> [Goals]:
1 > In the album review, which sounds does the writer name as the focus of the opening tracks on Disk 1?
2 > Pick up the album review where it stops and carry on with the writer's account of Disk 1.

> [Excerpt to read]:

This process is where techno originates. It’s where a lot of us started the journey, but not a place you’d expect someone to end up. At this point it’s closer to the academic deconstruction and reconstruction of a group of tracks, and it’s a piece of art as much as it’s a boring lecture we’re being subjected to. If I heard this at a club from front to back, in its triple disk glory, the sound would be accompanied by individual conversations. Illequal is less a triple album, and closer to a set of dj tools based around a central idea approached from a variety of different directions. That’s definitely how I’ll be using this personally, but something else is missed when entirely viewed through that lens.

After making the mistake of listening to this from start to finish on day one when I received the album I realized that this had to be broken up. Hearing the same melodies and ideas repeated by several artists across 3 disks gets tedious, and so you have to listen to these on different days. Illequal is not a triple album to sit down and digest in its entirety. “Is it me, am I an asshole”, I ask myself knowing that I am. However on the other hand it’s a triple album, and who the fuck does that anymore?

Day 1 Disk 1

Tririum Circulorum’s theatrical opener is dark and heavy, almost baroque, with great space and texture. The mixes on the original Trium Circulorum tracks are impeccable, and each part is perfectly placed. Interpretive dancers move in my head, lights start to flash, and we end the first track to move into examinations of sonic texture. A lot of weird synth, string stabs, and thick bass are the focus here.

The third track is a trip into a broken world that’s rebuilding itself. Lots of the tracks Disk 1 have that vibe. Imagine those beach walker kinetic sculptures made of sticks and plastic found on the beach. These songs are creations of the process of their own experience. The sounds are exploring their own spaces and abilities, flowers of sound growing and filling the spaces, and unfurling in the morning before they wither and die. Track 5 is where the remixes begin with the Bass Dust tracks. Steps removed from the original, the remix for Illequal 1.1 is spinning and sickly.

> [Data shown]:
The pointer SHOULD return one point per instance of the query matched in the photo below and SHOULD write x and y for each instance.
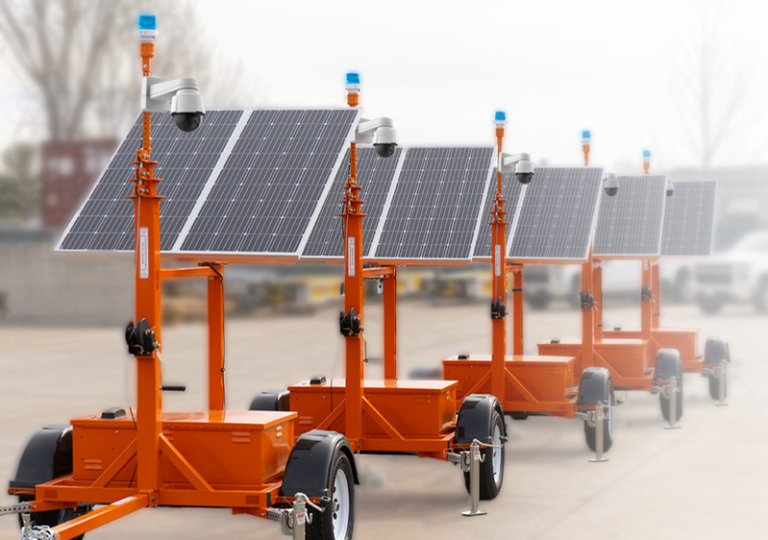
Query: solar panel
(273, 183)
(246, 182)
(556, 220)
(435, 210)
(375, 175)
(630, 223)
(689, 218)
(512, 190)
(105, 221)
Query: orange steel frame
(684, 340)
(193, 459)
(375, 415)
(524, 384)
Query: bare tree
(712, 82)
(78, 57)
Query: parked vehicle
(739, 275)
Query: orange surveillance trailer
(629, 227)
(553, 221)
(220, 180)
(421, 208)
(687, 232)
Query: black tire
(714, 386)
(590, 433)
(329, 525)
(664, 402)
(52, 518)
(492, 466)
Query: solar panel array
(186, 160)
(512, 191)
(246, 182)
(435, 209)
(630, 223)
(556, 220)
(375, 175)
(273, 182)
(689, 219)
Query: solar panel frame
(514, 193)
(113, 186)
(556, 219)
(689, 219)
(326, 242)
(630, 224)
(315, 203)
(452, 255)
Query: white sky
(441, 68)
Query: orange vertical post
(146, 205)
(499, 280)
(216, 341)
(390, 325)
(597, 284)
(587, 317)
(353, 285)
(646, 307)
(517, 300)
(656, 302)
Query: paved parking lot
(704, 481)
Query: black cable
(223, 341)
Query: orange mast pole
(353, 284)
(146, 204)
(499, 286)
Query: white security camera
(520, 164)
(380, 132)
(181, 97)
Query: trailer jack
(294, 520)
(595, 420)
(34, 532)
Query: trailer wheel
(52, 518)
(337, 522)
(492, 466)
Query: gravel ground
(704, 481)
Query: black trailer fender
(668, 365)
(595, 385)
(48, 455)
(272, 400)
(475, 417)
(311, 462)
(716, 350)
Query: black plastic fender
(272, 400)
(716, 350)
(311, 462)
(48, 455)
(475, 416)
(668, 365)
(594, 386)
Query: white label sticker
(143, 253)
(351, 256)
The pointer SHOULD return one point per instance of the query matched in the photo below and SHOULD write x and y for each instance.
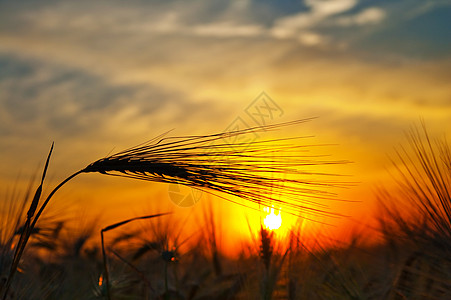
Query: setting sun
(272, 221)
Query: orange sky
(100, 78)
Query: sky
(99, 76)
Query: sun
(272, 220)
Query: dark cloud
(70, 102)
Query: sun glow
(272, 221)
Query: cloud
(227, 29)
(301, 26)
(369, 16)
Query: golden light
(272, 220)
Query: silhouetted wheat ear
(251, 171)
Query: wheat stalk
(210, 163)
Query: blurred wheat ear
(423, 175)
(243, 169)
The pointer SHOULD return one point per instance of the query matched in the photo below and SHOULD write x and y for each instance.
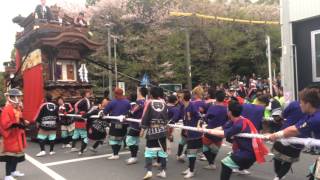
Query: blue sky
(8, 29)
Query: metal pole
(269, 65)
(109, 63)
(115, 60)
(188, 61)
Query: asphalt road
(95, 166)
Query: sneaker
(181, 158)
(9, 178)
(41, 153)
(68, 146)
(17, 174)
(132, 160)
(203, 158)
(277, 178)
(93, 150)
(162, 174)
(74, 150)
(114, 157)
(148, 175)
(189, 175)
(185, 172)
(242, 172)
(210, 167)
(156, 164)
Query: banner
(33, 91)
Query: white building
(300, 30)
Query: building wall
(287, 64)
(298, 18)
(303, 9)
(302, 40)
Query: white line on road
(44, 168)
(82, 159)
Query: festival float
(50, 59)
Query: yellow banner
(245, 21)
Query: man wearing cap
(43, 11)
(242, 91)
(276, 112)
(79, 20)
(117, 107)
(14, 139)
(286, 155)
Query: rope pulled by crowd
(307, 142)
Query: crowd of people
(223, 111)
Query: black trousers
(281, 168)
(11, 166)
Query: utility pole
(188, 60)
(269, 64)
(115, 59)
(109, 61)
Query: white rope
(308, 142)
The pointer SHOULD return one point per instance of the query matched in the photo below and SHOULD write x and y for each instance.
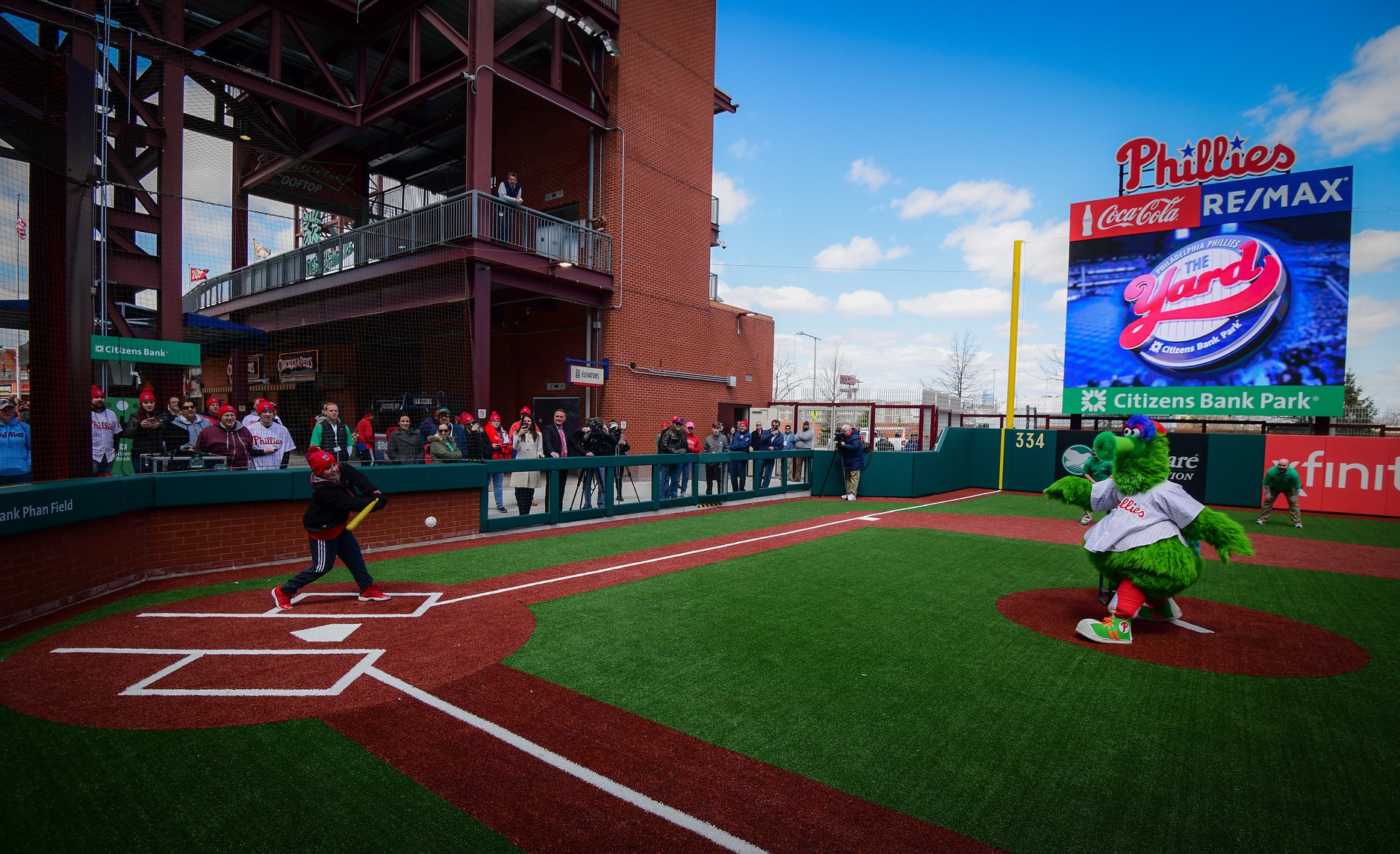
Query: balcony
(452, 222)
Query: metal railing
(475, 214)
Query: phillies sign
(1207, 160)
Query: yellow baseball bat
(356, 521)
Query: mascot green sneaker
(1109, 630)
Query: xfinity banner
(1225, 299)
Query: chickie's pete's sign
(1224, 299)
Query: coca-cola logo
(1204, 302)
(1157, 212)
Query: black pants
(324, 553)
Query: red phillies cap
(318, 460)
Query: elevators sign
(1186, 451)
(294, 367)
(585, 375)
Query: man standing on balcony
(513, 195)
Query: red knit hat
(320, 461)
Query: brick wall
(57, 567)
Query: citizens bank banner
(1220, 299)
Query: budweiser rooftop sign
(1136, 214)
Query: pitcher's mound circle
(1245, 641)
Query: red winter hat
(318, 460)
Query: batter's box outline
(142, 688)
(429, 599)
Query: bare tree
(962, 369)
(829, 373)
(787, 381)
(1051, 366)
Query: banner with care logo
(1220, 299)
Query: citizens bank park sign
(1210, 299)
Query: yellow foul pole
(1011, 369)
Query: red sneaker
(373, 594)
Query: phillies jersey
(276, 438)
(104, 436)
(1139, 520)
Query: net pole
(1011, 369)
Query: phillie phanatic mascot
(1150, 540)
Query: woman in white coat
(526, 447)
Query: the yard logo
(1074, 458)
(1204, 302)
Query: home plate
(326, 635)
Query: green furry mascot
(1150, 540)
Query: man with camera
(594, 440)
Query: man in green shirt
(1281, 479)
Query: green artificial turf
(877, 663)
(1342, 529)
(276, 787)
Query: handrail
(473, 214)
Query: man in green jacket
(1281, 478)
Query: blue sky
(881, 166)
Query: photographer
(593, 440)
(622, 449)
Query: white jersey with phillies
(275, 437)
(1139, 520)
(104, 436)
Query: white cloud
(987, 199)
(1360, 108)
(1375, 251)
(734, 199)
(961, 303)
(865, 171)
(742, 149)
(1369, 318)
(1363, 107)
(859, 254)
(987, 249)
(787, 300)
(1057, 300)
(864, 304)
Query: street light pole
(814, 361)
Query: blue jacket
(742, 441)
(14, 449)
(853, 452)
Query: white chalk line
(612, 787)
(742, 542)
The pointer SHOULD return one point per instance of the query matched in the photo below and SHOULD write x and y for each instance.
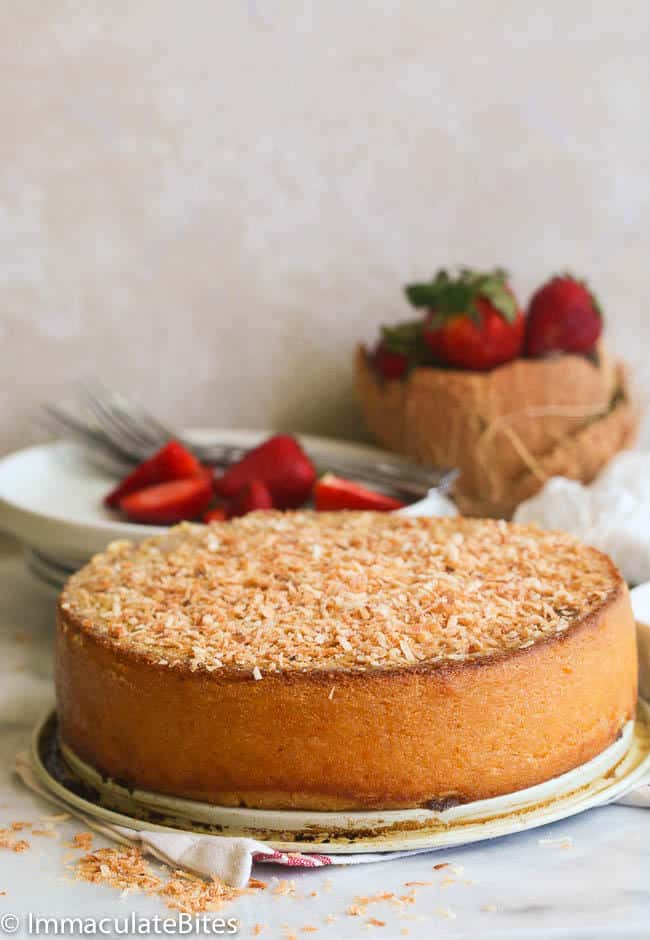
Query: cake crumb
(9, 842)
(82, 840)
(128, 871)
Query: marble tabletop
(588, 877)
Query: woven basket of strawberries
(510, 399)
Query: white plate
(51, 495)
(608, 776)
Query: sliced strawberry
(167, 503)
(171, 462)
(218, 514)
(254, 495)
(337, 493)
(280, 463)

> [Results]:
1 >
- Weird synth
- String stabs
- Thick bass

2 >
Track 6 is very much similar to a panic attack, but it’s constructed with the sonic embodiment of what an MDMA “wave” is like. Disk 1 is a nice group of tracks to lose yourself in what you’re doing for a while. Disk 1 is conducive to creativity, at least for me, I’ve used this in several situations so far as a backdrop to other creative projects and it works perfectly. Bass Dust does such a good job differentiating and defining their mixes, and what they’re doing sonically, from the originals. They’re mushroom drunk versions of the original Trium Circulorum tracks, which despite the fact this was a triple album it was only the first 4.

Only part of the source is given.